Work request. Nothing in the data may be omitted; output it all verbatim.

Dataset excerpts.

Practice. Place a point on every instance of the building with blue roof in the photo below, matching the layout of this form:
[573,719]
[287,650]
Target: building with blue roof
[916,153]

Task solution.
Practice. Place a point on every instance of the building with blue roof in the photo below, matching the layout of this form:
[573,719]
[287,650]
Target: building with blue roof
[916,153]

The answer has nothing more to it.